## YOUR ASSIGNMENT:
A complete answer includes every line below with the word "lawn".

## RECORDS SHOWN:

^^^^

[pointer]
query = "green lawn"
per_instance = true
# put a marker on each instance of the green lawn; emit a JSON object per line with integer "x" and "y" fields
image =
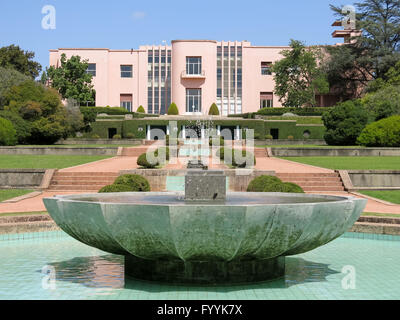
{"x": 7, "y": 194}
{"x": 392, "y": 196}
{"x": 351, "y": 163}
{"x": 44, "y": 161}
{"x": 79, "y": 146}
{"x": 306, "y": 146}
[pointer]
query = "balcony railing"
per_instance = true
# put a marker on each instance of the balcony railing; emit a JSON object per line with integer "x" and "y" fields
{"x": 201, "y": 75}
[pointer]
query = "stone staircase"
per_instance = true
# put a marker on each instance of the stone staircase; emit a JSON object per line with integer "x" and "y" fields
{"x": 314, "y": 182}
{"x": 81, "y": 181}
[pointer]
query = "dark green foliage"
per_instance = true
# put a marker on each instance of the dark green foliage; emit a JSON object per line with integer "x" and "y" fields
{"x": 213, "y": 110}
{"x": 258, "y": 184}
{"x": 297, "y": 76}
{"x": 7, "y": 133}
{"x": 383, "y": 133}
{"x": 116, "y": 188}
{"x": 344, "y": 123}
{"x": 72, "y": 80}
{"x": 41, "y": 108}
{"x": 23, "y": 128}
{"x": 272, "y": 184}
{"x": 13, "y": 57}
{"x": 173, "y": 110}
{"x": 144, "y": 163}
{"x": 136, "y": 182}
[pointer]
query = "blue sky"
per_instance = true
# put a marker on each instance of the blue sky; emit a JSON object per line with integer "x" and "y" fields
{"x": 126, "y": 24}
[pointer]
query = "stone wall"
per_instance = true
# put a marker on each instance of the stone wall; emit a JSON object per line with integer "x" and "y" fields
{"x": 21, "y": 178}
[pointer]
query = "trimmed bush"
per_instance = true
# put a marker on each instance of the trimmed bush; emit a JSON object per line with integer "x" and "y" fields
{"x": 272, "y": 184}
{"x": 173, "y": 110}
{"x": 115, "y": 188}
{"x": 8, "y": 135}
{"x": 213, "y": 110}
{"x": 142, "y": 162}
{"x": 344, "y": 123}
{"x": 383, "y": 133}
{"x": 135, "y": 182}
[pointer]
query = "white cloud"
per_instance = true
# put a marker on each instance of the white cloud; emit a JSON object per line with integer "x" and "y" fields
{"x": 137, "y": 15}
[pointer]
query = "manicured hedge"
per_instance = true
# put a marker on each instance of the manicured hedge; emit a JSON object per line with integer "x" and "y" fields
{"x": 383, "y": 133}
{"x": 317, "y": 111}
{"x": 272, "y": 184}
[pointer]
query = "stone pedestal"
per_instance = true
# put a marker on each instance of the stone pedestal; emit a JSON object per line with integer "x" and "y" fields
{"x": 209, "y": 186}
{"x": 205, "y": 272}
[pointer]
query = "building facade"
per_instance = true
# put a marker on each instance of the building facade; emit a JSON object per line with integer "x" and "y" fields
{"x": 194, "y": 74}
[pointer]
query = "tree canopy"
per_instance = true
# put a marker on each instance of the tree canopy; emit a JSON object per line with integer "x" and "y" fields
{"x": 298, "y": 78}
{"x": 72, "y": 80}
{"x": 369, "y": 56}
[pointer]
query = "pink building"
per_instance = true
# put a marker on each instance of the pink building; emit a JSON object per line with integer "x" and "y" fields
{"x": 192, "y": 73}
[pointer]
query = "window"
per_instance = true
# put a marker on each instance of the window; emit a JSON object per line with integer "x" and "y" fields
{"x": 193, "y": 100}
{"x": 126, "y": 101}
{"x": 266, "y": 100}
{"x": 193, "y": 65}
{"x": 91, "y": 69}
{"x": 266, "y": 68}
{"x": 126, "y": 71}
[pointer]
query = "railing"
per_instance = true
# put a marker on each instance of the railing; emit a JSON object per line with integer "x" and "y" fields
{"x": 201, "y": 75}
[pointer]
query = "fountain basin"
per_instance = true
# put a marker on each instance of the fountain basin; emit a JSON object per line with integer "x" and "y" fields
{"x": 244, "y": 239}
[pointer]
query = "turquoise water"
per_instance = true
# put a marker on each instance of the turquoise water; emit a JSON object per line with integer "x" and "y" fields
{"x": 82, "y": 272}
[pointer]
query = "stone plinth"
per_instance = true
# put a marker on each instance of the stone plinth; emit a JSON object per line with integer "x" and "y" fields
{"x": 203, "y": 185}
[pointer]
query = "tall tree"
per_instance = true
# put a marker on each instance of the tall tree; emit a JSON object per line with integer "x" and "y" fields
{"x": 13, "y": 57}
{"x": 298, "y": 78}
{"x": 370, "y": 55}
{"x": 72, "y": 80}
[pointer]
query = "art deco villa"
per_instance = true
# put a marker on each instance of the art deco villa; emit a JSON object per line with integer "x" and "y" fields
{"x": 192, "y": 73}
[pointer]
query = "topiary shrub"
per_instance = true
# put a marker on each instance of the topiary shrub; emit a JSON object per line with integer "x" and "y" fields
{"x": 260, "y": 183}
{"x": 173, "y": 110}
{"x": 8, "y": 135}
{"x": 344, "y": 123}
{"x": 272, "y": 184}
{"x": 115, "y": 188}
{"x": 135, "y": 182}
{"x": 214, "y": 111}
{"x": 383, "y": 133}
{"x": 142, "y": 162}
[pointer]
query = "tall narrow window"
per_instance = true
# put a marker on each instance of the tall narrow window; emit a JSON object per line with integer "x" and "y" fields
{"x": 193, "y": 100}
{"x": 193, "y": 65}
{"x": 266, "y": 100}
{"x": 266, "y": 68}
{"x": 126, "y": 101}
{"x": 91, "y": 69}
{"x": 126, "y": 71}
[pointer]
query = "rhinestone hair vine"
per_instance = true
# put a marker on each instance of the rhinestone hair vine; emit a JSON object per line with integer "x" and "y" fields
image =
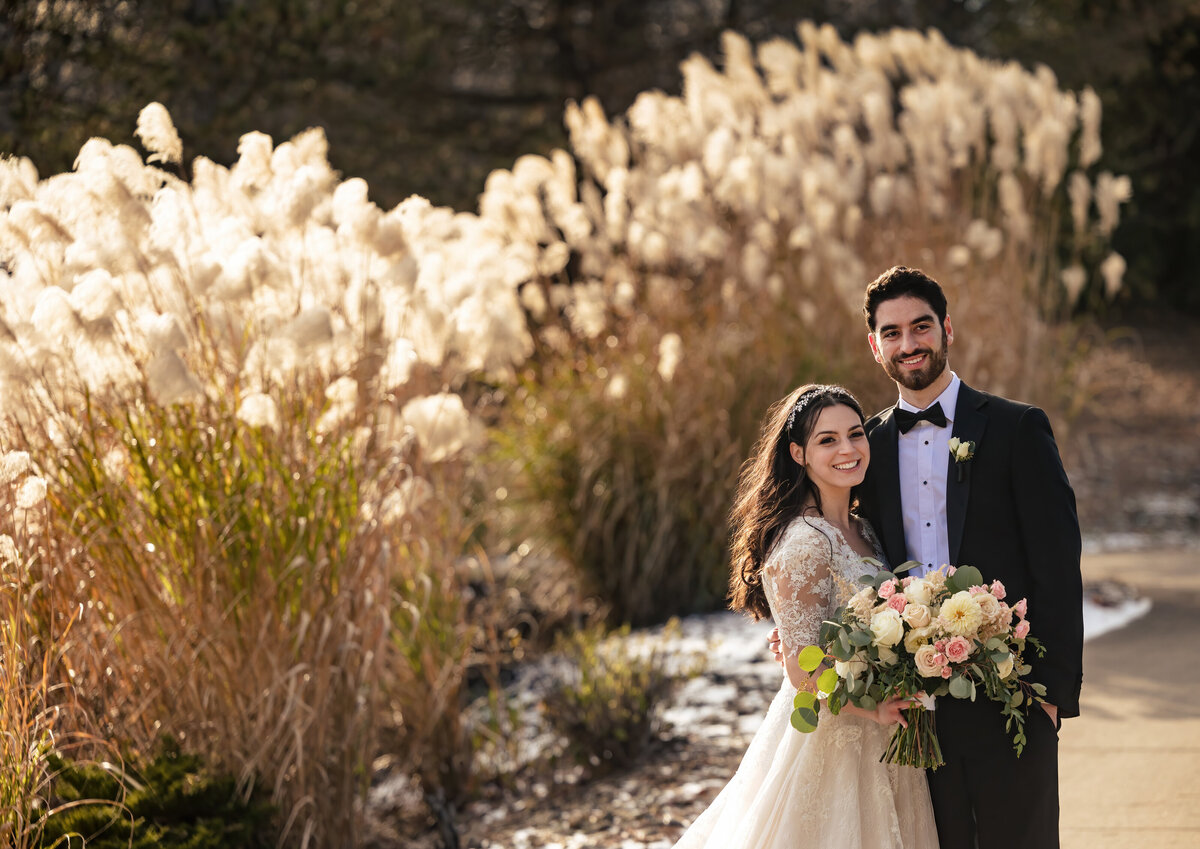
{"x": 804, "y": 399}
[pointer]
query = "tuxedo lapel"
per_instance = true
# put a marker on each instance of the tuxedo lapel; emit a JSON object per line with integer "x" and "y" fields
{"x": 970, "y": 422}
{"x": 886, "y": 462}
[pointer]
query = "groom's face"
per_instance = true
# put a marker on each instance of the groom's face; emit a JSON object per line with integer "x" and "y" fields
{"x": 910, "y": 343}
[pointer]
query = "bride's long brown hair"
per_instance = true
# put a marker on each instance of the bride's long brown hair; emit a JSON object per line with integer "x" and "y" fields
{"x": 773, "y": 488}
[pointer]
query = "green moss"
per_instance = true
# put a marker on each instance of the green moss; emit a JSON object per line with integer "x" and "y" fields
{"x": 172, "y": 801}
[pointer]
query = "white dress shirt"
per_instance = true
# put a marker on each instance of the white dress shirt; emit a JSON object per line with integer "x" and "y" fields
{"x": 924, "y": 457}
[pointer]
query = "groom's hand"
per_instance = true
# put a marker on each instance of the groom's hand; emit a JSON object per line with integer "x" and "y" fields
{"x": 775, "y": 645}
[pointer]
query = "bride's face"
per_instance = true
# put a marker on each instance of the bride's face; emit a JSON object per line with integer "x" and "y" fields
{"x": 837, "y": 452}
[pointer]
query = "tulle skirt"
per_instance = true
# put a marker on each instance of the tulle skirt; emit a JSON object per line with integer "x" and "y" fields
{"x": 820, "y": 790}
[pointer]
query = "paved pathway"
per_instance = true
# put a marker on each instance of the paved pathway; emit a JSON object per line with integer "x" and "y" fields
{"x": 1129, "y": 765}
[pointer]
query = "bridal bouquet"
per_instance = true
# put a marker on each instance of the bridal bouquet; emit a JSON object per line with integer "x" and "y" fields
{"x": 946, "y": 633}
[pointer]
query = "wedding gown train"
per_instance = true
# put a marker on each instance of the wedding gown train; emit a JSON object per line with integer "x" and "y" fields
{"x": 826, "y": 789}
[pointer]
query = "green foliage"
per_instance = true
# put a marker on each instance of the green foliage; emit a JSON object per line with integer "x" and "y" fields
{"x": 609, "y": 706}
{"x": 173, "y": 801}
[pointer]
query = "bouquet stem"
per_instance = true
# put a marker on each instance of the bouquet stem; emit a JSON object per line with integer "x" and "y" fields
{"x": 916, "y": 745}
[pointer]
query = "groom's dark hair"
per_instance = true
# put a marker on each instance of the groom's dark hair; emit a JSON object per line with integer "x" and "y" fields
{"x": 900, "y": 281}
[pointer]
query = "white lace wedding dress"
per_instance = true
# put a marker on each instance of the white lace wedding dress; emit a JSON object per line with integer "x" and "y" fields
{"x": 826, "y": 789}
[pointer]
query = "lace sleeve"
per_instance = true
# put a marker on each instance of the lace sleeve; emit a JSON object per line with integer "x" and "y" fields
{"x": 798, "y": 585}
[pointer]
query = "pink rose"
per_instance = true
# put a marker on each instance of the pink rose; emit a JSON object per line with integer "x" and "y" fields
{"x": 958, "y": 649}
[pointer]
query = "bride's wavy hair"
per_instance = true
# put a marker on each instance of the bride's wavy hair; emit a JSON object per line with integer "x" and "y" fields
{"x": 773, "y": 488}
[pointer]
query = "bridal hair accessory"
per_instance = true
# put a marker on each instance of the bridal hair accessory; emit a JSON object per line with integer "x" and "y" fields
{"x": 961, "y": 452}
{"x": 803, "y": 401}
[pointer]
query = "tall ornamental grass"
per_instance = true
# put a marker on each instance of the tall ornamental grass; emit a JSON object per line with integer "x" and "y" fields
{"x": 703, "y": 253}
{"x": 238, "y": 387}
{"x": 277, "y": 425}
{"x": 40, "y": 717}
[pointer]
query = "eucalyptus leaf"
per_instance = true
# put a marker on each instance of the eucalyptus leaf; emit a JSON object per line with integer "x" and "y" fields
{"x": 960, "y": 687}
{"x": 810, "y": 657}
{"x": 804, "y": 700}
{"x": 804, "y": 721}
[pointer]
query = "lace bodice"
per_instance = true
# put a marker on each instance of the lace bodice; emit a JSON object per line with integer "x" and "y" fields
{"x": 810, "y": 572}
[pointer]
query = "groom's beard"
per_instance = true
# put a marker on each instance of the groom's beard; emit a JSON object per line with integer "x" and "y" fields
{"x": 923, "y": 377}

^^^^

## SOLUTION:
query = "green lawn"
# put a marker on each instance of the green lawn; emit a JSON object per line with integer "x" and "y" fields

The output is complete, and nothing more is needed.